* TASK TO COMPLETE
The records below must be written out exactly, with every picture left behind.

━━ SOURCE MATERIAL ━━

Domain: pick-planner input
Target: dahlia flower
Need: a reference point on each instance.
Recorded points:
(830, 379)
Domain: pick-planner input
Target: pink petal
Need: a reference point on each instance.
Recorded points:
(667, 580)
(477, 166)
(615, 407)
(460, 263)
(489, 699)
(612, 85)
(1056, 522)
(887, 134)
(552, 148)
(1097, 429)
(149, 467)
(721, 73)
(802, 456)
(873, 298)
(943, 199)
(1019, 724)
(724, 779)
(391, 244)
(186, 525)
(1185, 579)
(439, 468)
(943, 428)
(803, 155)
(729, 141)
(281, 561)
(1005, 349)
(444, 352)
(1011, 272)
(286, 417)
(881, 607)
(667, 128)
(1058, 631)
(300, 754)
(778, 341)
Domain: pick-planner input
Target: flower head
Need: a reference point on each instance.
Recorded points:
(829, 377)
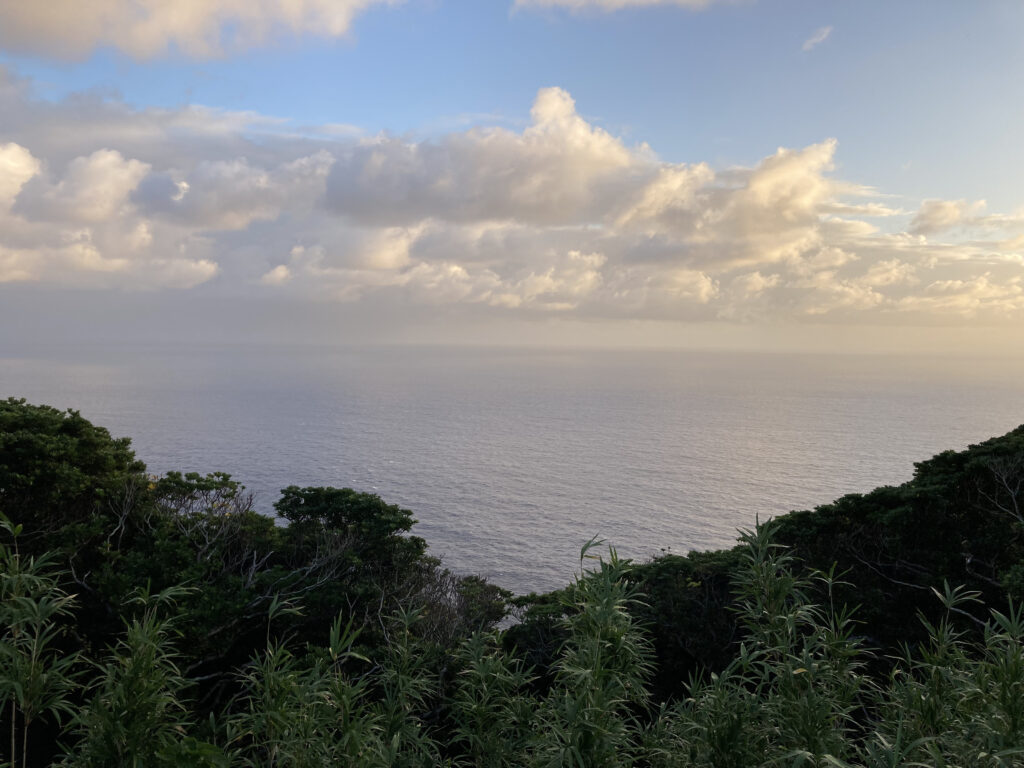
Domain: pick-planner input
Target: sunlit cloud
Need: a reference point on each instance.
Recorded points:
(559, 218)
(608, 5)
(143, 29)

━━━

* CORRECT RESULT
Domain: pick-planner input
Target: dahlia flower
Need: a reference point on each instance.
Recorded points:
(830, 379)
Domain: pick-planner input
Target: pink petal
Need: a reference point on each instance.
Recorded points:
(667, 580)
(477, 166)
(615, 407)
(460, 263)
(489, 699)
(612, 85)
(1056, 522)
(887, 134)
(552, 148)
(1097, 429)
(149, 467)
(721, 73)
(802, 456)
(873, 298)
(943, 199)
(1019, 724)
(724, 779)
(391, 244)
(186, 525)
(1185, 579)
(439, 468)
(943, 428)
(803, 155)
(729, 141)
(281, 561)
(1005, 349)
(444, 352)
(1011, 272)
(286, 417)
(881, 607)
(667, 128)
(1058, 631)
(300, 754)
(778, 341)
Domain: pick-planner input
Target: flower head
Need: a reference point on each instance.
Recorded points:
(829, 377)
Domain: pick-planner input
Target: sunlit cloud
Need: a reference point on each instance.
Recorded points:
(559, 218)
(608, 5)
(143, 29)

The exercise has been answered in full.